▶ **Work request**:
As the answer, give every line of the records that includes the word "yellow".

▶ **Stored data**:
########
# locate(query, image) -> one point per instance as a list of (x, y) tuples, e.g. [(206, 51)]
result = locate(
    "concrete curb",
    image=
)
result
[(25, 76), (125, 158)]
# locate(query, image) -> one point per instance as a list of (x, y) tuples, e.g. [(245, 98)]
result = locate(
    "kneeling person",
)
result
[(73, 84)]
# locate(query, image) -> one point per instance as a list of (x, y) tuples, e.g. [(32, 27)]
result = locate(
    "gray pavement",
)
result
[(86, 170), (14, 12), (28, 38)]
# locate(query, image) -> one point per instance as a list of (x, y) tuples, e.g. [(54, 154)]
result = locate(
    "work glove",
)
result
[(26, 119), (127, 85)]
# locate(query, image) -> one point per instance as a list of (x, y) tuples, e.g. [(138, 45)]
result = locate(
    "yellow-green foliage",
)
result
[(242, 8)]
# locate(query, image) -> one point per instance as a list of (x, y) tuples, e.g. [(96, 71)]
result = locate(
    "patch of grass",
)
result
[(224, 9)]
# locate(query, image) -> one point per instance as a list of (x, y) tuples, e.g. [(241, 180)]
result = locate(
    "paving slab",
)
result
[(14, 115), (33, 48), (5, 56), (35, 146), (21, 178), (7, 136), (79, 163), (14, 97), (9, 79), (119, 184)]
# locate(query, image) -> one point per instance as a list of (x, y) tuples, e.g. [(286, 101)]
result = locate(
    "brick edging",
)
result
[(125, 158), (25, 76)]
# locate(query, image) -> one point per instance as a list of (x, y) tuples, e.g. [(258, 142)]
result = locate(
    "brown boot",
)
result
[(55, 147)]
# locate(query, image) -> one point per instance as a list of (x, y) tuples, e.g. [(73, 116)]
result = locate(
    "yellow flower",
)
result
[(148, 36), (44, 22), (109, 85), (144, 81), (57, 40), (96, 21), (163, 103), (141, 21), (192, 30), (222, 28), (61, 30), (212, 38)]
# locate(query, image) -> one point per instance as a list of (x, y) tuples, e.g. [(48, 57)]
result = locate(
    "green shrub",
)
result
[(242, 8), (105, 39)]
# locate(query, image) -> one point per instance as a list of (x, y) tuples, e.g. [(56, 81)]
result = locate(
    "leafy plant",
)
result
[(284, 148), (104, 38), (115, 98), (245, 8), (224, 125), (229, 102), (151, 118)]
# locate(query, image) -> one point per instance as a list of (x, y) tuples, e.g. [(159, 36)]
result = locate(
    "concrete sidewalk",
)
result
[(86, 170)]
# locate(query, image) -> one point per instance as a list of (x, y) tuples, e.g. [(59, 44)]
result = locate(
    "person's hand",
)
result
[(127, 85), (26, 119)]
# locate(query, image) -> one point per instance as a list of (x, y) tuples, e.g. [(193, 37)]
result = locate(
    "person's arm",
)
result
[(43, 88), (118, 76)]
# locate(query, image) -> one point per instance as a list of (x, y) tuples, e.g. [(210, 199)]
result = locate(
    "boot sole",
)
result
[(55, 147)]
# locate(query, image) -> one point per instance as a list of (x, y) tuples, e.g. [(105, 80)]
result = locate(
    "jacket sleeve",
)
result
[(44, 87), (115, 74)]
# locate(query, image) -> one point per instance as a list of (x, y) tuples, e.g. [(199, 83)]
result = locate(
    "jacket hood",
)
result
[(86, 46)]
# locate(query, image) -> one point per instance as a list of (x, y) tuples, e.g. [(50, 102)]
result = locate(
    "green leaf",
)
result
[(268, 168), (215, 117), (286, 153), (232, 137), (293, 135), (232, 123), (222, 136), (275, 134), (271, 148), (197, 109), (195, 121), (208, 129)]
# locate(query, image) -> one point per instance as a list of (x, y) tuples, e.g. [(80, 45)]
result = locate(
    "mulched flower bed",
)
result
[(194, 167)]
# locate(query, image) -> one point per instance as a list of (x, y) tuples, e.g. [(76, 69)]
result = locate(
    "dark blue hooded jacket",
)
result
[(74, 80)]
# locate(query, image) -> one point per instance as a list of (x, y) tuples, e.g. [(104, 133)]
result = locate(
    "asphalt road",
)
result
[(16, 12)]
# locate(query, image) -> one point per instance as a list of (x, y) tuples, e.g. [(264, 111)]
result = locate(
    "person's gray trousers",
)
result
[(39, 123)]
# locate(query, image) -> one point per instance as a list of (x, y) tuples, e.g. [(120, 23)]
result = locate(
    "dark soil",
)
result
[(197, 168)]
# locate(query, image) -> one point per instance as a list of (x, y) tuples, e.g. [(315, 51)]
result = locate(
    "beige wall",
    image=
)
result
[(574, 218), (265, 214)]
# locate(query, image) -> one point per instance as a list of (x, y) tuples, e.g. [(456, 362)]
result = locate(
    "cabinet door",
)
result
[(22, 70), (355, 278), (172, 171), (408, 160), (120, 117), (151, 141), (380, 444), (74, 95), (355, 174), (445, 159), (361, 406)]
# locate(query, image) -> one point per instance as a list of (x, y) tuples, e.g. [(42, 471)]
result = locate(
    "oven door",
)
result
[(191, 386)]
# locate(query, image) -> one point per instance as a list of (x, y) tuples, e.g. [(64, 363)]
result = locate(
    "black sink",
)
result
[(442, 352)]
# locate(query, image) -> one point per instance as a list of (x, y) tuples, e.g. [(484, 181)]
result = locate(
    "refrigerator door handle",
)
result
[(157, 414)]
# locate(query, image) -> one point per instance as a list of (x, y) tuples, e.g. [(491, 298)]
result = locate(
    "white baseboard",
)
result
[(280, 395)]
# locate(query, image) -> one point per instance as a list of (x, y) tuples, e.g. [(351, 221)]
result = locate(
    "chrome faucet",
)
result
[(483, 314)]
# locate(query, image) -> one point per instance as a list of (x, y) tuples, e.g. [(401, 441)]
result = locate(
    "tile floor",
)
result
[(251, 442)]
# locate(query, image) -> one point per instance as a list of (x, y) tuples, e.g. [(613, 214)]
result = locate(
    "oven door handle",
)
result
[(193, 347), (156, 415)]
########
▶ **Solution below**:
    "yellow-green foliage",
    "yellow flower",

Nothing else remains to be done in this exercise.